++++ Data extract ++++

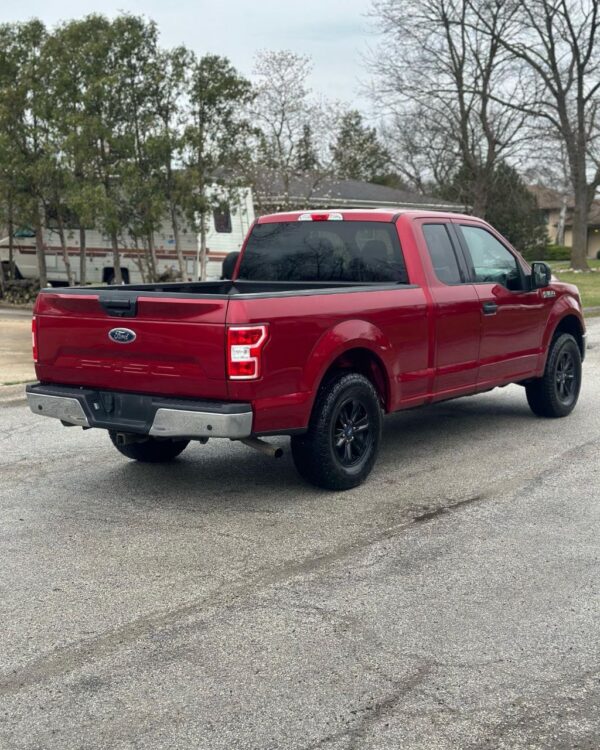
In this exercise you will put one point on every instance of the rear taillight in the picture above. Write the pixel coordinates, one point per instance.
(34, 337)
(244, 348)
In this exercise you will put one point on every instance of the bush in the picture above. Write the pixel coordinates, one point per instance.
(21, 292)
(550, 252)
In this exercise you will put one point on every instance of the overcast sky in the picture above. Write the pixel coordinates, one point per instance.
(335, 33)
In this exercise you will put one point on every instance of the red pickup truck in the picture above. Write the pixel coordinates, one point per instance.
(328, 320)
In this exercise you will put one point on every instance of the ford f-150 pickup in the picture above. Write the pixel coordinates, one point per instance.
(328, 320)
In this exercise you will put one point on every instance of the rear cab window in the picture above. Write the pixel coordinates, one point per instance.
(344, 251)
(442, 254)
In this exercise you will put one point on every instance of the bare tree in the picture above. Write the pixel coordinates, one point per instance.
(438, 73)
(560, 85)
(294, 130)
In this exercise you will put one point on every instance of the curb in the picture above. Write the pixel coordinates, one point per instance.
(13, 395)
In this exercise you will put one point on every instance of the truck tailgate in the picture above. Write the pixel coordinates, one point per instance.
(176, 346)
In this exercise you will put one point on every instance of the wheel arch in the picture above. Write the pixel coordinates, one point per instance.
(356, 346)
(570, 323)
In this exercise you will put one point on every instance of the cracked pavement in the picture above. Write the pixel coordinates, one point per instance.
(218, 602)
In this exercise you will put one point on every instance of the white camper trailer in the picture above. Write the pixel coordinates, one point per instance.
(226, 231)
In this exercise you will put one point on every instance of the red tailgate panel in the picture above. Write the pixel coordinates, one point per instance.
(179, 349)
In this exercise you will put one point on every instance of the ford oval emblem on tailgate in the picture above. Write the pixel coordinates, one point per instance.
(122, 335)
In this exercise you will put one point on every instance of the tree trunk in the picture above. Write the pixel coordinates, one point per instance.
(562, 219)
(152, 257)
(65, 251)
(82, 257)
(2, 279)
(40, 249)
(176, 237)
(118, 276)
(580, 230)
(11, 243)
(203, 249)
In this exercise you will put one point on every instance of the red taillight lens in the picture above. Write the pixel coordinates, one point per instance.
(244, 348)
(34, 337)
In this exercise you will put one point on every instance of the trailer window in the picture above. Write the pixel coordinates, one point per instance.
(222, 219)
(361, 251)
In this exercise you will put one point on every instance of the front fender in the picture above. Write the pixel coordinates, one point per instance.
(341, 338)
(564, 307)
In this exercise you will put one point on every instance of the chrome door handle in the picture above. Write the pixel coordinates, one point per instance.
(490, 308)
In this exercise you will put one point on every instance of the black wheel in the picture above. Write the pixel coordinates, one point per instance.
(556, 392)
(340, 447)
(151, 451)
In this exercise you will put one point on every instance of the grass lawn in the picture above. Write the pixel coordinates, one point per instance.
(588, 283)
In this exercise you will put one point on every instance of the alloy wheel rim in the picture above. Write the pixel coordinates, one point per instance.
(352, 434)
(565, 377)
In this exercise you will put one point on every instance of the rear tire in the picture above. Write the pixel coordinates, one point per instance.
(340, 447)
(151, 451)
(556, 392)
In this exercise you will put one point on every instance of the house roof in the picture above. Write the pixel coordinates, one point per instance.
(306, 192)
(548, 198)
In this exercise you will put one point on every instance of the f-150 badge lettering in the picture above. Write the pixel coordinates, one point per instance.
(122, 335)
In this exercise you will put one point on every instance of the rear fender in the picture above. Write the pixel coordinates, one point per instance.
(565, 307)
(351, 334)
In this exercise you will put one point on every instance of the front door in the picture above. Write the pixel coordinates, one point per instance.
(512, 315)
(456, 314)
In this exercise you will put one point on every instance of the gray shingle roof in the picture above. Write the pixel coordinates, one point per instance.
(350, 193)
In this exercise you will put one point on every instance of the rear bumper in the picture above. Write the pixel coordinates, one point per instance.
(141, 414)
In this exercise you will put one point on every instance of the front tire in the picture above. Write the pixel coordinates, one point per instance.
(151, 451)
(556, 392)
(340, 447)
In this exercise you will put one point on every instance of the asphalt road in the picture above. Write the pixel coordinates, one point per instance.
(219, 603)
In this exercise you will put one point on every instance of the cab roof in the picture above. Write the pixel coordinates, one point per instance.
(357, 214)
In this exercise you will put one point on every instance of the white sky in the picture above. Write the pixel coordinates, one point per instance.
(335, 33)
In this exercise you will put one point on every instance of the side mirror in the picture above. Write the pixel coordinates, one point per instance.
(541, 275)
(229, 263)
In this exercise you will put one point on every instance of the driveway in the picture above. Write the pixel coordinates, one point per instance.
(219, 603)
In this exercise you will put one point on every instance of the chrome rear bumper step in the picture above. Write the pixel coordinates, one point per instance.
(141, 414)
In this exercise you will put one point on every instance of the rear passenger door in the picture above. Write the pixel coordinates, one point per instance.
(512, 315)
(456, 318)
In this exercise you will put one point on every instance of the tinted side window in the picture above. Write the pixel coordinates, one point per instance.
(492, 263)
(353, 251)
(441, 252)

++++

Aim of the task:
Update the items starting at the line that contains "of the driveway" and continuing through the last item, changing "put one point" to "place one point" and leaving everything else as it is.

Correct response:
In this exercise you will place one point on every instance of the driveway in the picture above. Write the pixel coordinates, one point per instance.
(219, 603)
In this exercise you will place one point on every instance of the chrome rear bumper step in the picture above. Write the pixel coordinates, one point per instance.
(141, 414)
In this exercise you will place one point on every instance of the rear passenger door in the picture above. Write the pixel coordinates, one point per instance.
(512, 315)
(456, 318)
In this exercise you will place one point on every instance of the tinted side window in the picture above. Write the pixel coordinates, one point per instance.
(492, 263)
(353, 251)
(441, 252)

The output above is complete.